Data items.
= = = =

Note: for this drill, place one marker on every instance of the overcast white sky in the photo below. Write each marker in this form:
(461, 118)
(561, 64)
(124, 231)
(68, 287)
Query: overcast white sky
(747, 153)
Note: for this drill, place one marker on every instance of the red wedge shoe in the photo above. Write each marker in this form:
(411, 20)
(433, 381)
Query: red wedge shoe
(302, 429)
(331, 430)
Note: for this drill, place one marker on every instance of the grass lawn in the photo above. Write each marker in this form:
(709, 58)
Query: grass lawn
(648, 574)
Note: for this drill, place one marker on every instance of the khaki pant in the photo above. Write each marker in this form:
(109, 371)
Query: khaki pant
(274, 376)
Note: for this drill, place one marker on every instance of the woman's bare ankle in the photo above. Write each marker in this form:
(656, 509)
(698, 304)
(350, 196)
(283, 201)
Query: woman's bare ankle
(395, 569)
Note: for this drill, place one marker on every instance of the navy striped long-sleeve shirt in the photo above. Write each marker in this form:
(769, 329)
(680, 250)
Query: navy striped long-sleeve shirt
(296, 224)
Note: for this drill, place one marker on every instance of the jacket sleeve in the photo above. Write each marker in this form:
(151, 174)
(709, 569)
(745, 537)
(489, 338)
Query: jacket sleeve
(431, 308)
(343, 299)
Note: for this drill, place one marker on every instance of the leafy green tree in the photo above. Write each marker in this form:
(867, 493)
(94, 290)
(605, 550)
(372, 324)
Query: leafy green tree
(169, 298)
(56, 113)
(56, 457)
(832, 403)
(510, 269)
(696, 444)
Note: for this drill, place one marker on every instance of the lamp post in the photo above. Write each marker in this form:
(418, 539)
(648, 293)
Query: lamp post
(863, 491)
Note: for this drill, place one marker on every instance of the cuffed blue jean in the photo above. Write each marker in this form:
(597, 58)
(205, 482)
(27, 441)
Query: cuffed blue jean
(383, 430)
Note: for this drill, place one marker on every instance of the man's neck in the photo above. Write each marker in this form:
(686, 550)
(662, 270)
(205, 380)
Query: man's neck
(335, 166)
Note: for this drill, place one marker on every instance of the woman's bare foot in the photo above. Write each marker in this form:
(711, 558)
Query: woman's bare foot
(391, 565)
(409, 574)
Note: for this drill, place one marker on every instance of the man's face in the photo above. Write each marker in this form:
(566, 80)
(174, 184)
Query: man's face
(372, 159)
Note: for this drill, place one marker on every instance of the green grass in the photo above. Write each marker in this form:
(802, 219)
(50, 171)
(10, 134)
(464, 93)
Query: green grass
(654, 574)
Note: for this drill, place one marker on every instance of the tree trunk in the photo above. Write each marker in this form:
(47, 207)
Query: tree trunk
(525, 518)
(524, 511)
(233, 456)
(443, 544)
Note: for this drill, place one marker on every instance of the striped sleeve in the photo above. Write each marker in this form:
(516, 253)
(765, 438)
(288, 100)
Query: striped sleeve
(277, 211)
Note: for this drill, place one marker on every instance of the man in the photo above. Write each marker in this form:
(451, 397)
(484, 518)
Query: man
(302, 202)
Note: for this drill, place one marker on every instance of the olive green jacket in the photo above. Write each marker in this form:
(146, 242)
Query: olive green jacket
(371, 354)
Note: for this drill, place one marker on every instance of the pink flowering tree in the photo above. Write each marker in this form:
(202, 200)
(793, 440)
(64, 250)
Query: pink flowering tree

= = = =

About this task.
Filter the entries down to the lines with the word "pink" in them.

Output for this task.
Note: for this drill, place one marker on every instance of the pink flowering tree in the photo above. Write each marker in this form:
Query: pink flowering tree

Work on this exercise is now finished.